TRY IT = Check every line of the data below for the word "form", then give only the number of lines that have it.

··· DATASET EXCERPTS

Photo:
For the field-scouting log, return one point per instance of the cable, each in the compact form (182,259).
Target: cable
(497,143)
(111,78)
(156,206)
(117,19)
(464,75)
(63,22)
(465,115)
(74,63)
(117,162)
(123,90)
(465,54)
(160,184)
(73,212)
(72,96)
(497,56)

······
··· DATASET EXCERPTS

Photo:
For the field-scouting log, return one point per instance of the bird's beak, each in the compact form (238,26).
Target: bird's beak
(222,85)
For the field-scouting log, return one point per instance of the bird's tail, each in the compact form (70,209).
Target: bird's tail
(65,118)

······

OUTPUT OF THE EXERCISE = 3